WHAT YOU WILL DO:
[a] Answer these questions about the tutorial below:
(i) Which method is used to export the training dataset, and what does it accept?
(ii) In which format is the data exported in the tutorial?
(iii) Where will the statistics computed for training datasets be available?
[b] Tally the lines in the listing that contain the string "yellow", treating case as significant. Reply with the number alone.

DOCUMENT:

Once the feature groups have been created, you can join them together to build a training dataset to train a machine learning model.

While Hopsworks provides [capabilities](https://hopsworks.readthedocs.io/en/latest/hopsml/index.html) to train and serve machine learning models, traning datasets can also be exported to S3 to be used from SageMaker or other ML systems in AWS.

To export the training dataset we are going to use the `create_training_dataset` method which accepts a Spark dataframe.
In this tutorial we are going to create a training dataset containing features from a single feature group. In real world use cases, feature can be extracted from different feature groups by joining them. You can have a look at [this notebook](../FeaturestoreTourPython.ipynb) for some examples.

The data can be exported in multiple format, in this tutorial we are going to export it in CSV format, but tfrecords, parquet and other formats are available as well.

As for feature groups, statistics are computed and recorded also for training datasets. They will be available in the Feature Store UI at the end of the execution.

In [8]:
td = featurestore.get_featuregroup("sacramento_houses_fgeng", featuregroup_version=1)
featurestore.create_training_dataset(td, "house_price_model_training_data", 
                                     data_format="csv", sink="house-bucket",
                                     path="house_price_model_training_data")

Running sql: use demo_featurestore_admin000_featurestore against offline feature store
SQL string for the query created successfully
Running sql: SELECT * FROM sacramento_houses_fgeng_1 against offline feature store
computing descriptive statistics for : house_price_model_training_data, version: 1
computing feature correlation for: house_price_model_training_data, version: 1
computing feature histograms for: house_price_model_training_data, version: 1
computing cluster analysis for: house_price_model_training_data, version: 1
Training Dataset created successfully

Image annotation data:
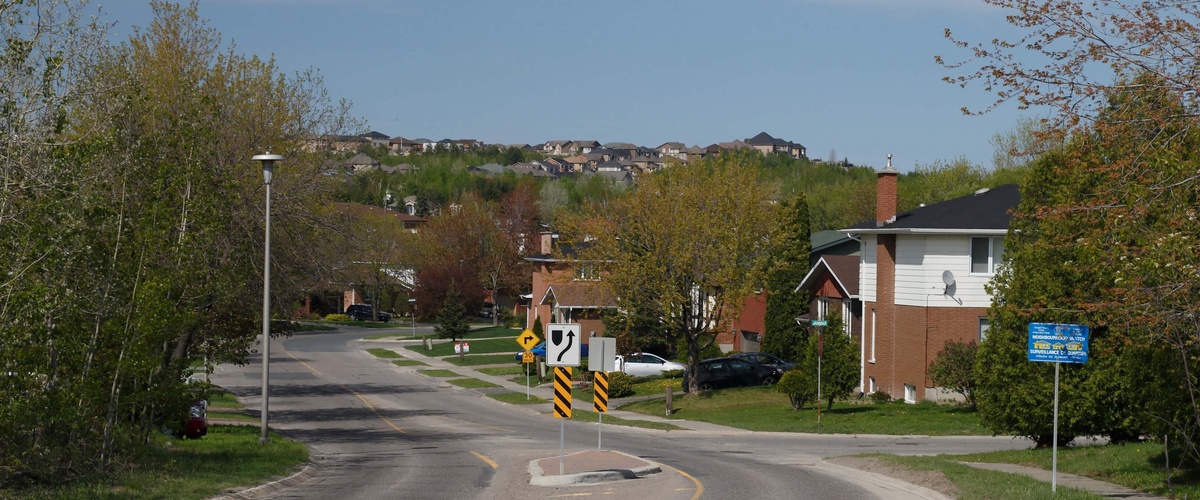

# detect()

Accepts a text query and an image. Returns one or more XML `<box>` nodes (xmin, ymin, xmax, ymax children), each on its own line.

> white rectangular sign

<box><xmin>588</xmin><ymin>337</ymin><xmax>617</xmax><ymax>372</ymax></box>
<box><xmin>546</xmin><ymin>323</ymin><xmax>583</xmax><ymax>367</ymax></box>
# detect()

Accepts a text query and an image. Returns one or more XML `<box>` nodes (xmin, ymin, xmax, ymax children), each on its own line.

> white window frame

<box><xmin>967</xmin><ymin>236</ymin><xmax>1004</xmax><ymax>276</ymax></box>
<box><xmin>866</xmin><ymin>307</ymin><xmax>875</xmax><ymax>365</ymax></box>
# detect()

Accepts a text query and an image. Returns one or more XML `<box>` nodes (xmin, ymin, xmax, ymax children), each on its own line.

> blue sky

<box><xmin>92</xmin><ymin>0</ymin><xmax>1032</xmax><ymax>170</ymax></box>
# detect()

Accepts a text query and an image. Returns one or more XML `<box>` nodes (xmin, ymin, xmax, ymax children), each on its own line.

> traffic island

<box><xmin>529</xmin><ymin>450</ymin><xmax>662</xmax><ymax>486</ymax></box>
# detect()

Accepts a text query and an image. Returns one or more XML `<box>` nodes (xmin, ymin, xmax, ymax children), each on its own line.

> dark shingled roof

<box><xmin>841</xmin><ymin>183</ymin><xmax>1021</xmax><ymax>233</ymax></box>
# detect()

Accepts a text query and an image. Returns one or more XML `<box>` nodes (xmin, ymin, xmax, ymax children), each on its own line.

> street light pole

<box><xmin>252</xmin><ymin>151</ymin><xmax>283</xmax><ymax>444</ymax></box>
<box><xmin>408</xmin><ymin>299</ymin><xmax>416</xmax><ymax>338</ymax></box>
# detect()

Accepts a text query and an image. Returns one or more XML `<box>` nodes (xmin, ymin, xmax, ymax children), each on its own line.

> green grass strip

<box><xmin>446</xmin><ymin>379</ymin><xmax>499</xmax><ymax>388</ymax></box>
<box><xmin>442</xmin><ymin>353</ymin><xmax>517</xmax><ymax>367</ymax></box>
<box><xmin>367</xmin><ymin>348</ymin><xmax>400</xmax><ymax>360</ymax></box>
<box><xmin>487</xmin><ymin>392</ymin><xmax>546</xmax><ymax>404</ymax></box>
<box><xmin>16</xmin><ymin>426</ymin><xmax>308</xmax><ymax>500</ymax></box>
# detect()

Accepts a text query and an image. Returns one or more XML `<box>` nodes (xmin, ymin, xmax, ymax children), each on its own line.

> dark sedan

<box><xmin>730</xmin><ymin>353</ymin><xmax>796</xmax><ymax>372</ymax></box>
<box><xmin>683</xmin><ymin>357</ymin><xmax>784</xmax><ymax>391</ymax></box>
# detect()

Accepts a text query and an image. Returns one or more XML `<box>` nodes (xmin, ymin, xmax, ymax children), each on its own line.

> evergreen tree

<box><xmin>433</xmin><ymin>284</ymin><xmax>470</xmax><ymax>342</ymax></box>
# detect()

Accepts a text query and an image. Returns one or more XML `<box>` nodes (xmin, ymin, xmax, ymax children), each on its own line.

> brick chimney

<box><xmin>875</xmin><ymin>153</ymin><xmax>899</xmax><ymax>228</ymax></box>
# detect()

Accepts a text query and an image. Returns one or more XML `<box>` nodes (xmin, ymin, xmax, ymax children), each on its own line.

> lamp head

<box><xmin>251</xmin><ymin>151</ymin><xmax>283</xmax><ymax>185</ymax></box>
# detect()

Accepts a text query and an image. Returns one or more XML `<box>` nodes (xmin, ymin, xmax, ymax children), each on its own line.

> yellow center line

<box><xmin>470</xmin><ymin>451</ymin><xmax>499</xmax><ymax>470</ymax></box>
<box><xmin>340</xmin><ymin>385</ymin><xmax>404</xmax><ymax>434</ymax></box>
<box><xmin>280</xmin><ymin>342</ymin><xmax>320</xmax><ymax>376</ymax></box>
<box><xmin>659</xmin><ymin>463</ymin><xmax>704</xmax><ymax>500</ymax></box>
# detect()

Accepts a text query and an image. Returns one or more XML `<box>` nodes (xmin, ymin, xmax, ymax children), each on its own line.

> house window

<box><xmin>971</xmin><ymin>237</ymin><xmax>1004</xmax><ymax>275</ymax></box>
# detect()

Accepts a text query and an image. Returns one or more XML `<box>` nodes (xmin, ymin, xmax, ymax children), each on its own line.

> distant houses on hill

<box><xmin>304</xmin><ymin>131</ymin><xmax>830</xmax><ymax>181</ymax></box>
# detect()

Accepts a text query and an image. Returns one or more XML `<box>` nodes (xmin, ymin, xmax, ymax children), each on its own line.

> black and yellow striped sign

<box><xmin>592</xmin><ymin>372</ymin><xmax>608</xmax><ymax>414</ymax></box>
<box><xmin>554</xmin><ymin>367</ymin><xmax>571</xmax><ymax>418</ymax></box>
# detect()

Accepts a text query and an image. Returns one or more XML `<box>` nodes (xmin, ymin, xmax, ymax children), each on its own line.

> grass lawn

<box><xmin>13</xmin><ymin>426</ymin><xmax>308</xmax><ymax>499</ymax></box>
<box><xmin>476</xmin><ymin>365</ymin><xmax>536</xmax><ymax>376</ymax></box>
<box><xmin>442</xmin><ymin>352</ymin><xmax>523</xmax><ymax>364</ymax></box>
<box><xmin>367</xmin><ymin>348</ymin><xmax>400</xmax><ymax>360</ymax></box>
<box><xmin>487</xmin><ymin>392</ymin><xmax>546</xmax><ymax>404</ymax></box>
<box><xmin>936</xmin><ymin>441</ymin><xmax>1200</xmax><ymax>498</ymax></box>
<box><xmin>620</xmin><ymin>386</ymin><xmax>992</xmax><ymax>435</ymax></box>
<box><xmin>868</xmin><ymin>453</ymin><xmax>1104</xmax><ymax>500</ymax></box>
<box><xmin>446</xmin><ymin>379</ymin><xmax>499</xmax><ymax>388</ymax></box>
<box><xmin>362</xmin><ymin>331</ymin><xmax>433</xmax><ymax>341</ymax></box>
<box><xmin>407</xmin><ymin>326</ymin><xmax>521</xmax><ymax>360</ymax></box>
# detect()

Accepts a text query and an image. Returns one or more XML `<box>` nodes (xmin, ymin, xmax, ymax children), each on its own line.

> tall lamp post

<box><xmin>253</xmin><ymin>151</ymin><xmax>283</xmax><ymax>444</ymax></box>
<box><xmin>408</xmin><ymin>299</ymin><xmax>416</xmax><ymax>338</ymax></box>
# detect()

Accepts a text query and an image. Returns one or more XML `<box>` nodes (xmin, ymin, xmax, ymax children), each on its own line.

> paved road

<box><xmin>214</xmin><ymin>329</ymin><xmax>1028</xmax><ymax>500</ymax></box>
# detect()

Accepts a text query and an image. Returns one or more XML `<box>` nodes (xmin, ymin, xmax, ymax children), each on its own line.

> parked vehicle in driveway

<box><xmin>730</xmin><ymin>353</ymin><xmax>796</xmax><ymax>372</ymax></box>
<box><xmin>683</xmin><ymin>357</ymin><xmax>784</xmax><ymax>391</ymax></box>
<box><xmin>346</xmin><ymin>303</ymin><xmax>391</xmax><ymax>323</ymax></box>
<box><xmin>617</xmin><ymin>353</ymin><xmax>685</xmax><ymax>376</ymax></box>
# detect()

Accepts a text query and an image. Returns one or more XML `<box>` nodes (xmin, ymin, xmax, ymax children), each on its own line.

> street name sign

<box><xmin>1028</xmin><ymin>323</ymin><xmax>1091</xmax><ymax>363</ymax></box>
<box><xmin>546</xmin><ymin>323</ymin><xmax>583</xmax><ymax>367</ymax></box>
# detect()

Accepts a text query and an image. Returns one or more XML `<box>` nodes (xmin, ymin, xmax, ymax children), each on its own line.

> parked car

<box><xmin>683</xmin><ymin>357</ymin><xmax>784</xmax><ymax>391</ymax></box>
<box><xmin>515</xmin><ymin>341</ymin><xmax>588</xmax><ymax>362</ymax></box>
<box><xmin>617</xmin><ymin>353</ymin><xmax>685</xmax><ymax>376</ymax></box>
<box><xmin>730</xmin><ymin>353</ymin><xmax>796</xmax><ymax>372</ymax></box>
<box><xmin>346</xmin><ymin>303</ymin><xmax>391</xmax><ymax>323</ymax></box>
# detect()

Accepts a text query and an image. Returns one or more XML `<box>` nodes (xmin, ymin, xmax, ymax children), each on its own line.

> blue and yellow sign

<box><xmin>1028</xmin><ymin>323</ymin><xmax>1091</xmax><ymax>363</ymax></box>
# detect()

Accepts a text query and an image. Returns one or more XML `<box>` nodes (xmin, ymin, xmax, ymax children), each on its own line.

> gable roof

<box><xmin>538</xmin><ymin>282</ymin><xmax>617</xmax><ymax>309</ymax></box>
<box><xmin>794</xmin><ymin>255</ymin><xmax>858</xmax><ymax>299</ymax></box>
<box><xmin>839</xmin><ymin>183</ymin><xmax>1021</xmax><ymax>235</ymax></box>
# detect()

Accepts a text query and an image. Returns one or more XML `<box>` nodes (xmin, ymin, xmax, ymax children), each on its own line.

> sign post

<box><xmin>1028</xmin><ymin>323</ymin><xmax>1091</xmax><ymax>493</ymax></box>
<box><xmin>517</xmin><ymin>329</ymin><xmax>540</xmax><ymax>400</ymax></box>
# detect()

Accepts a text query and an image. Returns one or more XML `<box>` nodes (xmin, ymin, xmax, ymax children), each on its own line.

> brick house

<box><xmin>526</xmin><ymin>233</ymin><xmax>617</xmax><ymax>344</ymax></box>
<box><xmin>840</xmin><ymin>161</ymin><xmax>1020</xmax><ymax>403</ymax></box>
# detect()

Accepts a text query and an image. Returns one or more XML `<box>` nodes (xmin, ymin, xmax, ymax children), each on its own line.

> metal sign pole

<box><xmin>1050</xmin><ymin>362</ymin><xmax>1062</xmax><ymax>493</ymax></box>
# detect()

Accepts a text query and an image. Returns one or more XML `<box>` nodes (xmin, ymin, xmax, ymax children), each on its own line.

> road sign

<box><xmin>588</xmin><ymin>337</ymin><xmax>617</xmax><ymax>372</ymax></box>
<box><xmin>554</xmin><ymin>367</ymin><xmax>571</xmax><ymax>418</ymax></box>
<box><xmin>588</xmin><ymin>369</ymin><xmax>608</xmax><ymax>414</ymax></box>
<box><xmin>517</xmin><ymin>329</ymin><xmax>541</xmax><ymax>350</ymax></box>
<box><xmin>546</xmin><ymin>323</ymin><xmax>582</xmax><ymax>367</ymax></box>
<box><xmin>1028</xmin><ymin>323</ymin><xmax>1091</xmax><ymax>363</ymax></box>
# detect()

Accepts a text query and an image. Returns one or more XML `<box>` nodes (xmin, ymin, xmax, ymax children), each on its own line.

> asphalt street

<box><xmin>212</xmin><ymin>327</ymin><xmax>1030</xmax><ymax>500</ymax></box>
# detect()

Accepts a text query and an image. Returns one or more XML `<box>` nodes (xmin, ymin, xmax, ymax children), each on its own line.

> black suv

<box><xmin>346</xmin><ymin>303</ymin><xmax>391</xmax><ymax>323</ymax></box>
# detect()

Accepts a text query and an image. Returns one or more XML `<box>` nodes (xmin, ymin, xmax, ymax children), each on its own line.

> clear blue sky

<box><xmin>92</xmin><ymin>0</ymin><xmax>1028</xmax><ymax>170</ymax></box>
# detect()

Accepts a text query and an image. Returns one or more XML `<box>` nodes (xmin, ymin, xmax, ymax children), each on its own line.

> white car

<box><xmin>617</xmin><ymin>353</ymin><xmax>684</xmax><ymax>376</ymax></box>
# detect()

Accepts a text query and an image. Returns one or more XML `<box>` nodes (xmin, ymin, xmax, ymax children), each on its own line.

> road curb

<box><xmin>529</xmin><ymin>450</ymin><xmax>662</xmax><ymax>486</ymax></box>
<box><xmin>212</xmin><ymin>462</ymin><xmax>319</xmax><ymax>500</ymax></box>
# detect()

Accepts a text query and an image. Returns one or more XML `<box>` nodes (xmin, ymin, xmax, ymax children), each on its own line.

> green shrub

SOLUTION SET:
[a]
(i) The `create_training_dataset` method, which accepts a Spark dataframe.
(ii) CSV.
(iii) In the Feature Store UI, at the end of the execution.

[b] 3